## Directions for this task
In the passage about Home Depot's new CEO, what does Blake say Home Depot is in the past, present, and future?

## Passage to read

· · · · · · ·

It appears I may have been a bit to rash with Mr. Frank Blake, the new CEO at HD. After reading the transcript from today’s conference call it appears that he may not be the shareholder patsy I initially thought he was. This turn of events also has me now looking much closer at shares of HD. Let’s get to the call before we run out buy any though. In it Blake said of the very supply business that only last week the rumor mill had on the block to be sold:

“The business exceeded expectations for the year, despite softness in the residential construction market. It also clearly gained market share in the fourth quarter and throughout the entire year.

Why then would we even consider selling Supply? We are past, present, and future, a retail business. To get the most value for Home Depot as a whole we would need, I believe, to integrate Supply with our retail business. While that integration effort might not be a complete hairball, it is sufficiently difficult to warrant checking — before we begin — on whether we can create more shareholder value through other alternatives, such as a sale. Once we integrate the businesses, a subsequent sale is much more difficult. If we can create more shareholder value now, through a sale or other alternative, then that’s what we will do. If not, we won’t.”

· · · · · · ·

## Entries shown

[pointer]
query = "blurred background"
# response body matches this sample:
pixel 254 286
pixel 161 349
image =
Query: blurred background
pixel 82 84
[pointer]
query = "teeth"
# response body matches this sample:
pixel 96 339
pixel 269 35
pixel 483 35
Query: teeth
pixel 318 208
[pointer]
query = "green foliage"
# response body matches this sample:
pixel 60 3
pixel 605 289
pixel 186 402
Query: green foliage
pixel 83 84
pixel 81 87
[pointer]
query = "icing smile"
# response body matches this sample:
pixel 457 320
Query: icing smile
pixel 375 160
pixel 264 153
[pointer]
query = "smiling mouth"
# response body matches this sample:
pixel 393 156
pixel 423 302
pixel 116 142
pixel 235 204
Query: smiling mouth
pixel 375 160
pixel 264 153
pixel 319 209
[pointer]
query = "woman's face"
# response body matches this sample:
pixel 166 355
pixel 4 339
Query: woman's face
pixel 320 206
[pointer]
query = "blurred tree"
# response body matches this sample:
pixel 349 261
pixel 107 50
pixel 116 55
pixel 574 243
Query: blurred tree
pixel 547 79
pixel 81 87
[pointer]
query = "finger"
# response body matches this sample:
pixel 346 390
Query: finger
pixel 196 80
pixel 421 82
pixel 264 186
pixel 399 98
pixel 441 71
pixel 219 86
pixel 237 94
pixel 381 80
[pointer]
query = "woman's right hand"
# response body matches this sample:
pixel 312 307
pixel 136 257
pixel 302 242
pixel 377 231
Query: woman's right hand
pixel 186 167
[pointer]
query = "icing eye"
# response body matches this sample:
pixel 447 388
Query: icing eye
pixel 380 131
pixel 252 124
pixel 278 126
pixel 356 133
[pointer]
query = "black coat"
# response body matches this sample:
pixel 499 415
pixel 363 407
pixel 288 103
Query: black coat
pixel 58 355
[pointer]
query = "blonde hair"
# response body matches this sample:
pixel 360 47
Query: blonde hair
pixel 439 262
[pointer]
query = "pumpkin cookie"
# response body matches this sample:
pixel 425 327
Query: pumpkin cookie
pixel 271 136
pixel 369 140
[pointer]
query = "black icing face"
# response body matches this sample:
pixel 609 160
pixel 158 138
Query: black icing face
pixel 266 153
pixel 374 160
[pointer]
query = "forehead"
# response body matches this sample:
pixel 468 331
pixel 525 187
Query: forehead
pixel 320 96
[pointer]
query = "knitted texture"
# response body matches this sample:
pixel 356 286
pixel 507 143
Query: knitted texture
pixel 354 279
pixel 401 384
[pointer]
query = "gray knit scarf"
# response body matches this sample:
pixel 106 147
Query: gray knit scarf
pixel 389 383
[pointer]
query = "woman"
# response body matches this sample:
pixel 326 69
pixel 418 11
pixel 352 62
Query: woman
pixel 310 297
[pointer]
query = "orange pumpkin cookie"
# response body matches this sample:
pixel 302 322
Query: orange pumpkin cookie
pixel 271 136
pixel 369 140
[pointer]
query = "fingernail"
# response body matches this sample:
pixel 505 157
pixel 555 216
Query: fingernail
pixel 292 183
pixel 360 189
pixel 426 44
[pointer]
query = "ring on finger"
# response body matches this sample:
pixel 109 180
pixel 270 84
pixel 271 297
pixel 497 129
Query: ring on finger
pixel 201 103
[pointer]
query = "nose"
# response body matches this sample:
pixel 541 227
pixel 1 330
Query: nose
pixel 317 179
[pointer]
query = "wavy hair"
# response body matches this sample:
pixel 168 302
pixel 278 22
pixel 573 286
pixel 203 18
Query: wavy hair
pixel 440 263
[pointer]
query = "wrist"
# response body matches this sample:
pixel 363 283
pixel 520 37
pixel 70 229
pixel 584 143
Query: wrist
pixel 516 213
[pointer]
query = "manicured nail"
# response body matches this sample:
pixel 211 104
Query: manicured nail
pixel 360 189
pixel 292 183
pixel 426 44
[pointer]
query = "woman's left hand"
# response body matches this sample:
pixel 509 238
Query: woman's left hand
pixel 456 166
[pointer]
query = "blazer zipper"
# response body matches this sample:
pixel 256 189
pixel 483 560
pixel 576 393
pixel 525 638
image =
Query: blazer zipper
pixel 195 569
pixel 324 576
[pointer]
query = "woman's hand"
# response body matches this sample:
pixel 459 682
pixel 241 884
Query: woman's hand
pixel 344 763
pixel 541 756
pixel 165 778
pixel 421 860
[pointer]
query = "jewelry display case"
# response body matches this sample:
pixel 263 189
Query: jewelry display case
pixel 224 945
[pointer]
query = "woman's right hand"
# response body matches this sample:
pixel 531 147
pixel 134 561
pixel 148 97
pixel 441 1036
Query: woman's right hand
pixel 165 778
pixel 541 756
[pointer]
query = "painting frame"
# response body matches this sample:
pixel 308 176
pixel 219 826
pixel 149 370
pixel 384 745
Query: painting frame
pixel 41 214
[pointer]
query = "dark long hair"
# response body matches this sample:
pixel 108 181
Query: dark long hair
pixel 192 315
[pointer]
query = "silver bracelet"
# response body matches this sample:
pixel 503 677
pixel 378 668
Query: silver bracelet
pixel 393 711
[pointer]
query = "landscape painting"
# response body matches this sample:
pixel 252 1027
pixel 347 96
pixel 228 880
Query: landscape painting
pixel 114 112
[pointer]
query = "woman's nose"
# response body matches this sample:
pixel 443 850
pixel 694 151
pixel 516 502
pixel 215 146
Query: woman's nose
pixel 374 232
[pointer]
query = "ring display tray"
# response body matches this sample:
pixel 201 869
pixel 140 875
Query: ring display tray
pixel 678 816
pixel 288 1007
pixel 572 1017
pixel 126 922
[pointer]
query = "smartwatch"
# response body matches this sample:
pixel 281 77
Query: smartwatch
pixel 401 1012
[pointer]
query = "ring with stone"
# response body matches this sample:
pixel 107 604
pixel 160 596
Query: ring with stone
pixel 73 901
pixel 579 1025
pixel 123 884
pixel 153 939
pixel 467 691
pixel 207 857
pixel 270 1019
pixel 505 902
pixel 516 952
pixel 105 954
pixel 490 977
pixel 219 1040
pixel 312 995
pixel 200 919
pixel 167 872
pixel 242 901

· · · · · · ·

## Worked answer
A retail business.